§ YOUR TASK
Search the material for the string "instance" and copy each line where it occurs.
*** SUPPLIED INFORMATION ***
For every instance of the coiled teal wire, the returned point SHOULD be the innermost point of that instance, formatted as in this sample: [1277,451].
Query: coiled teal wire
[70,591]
*** End of SUPPLIED INFORMATION ***
*** SUPPLIED INFORMATION ***
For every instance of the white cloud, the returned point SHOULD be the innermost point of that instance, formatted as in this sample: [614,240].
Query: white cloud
*** End of SUPPLIED INFORMATION ***
§ SOLUTION FOR THIS TASK
For every instance of the coiled teal wire, the returned point SHOULD be the innermost point of that instance, formatted as in this sample: [1277,451].
For every instance of the white cloud, the returned point SHOULD be the innermost point of that instance, formatted as in this sample: [614,240].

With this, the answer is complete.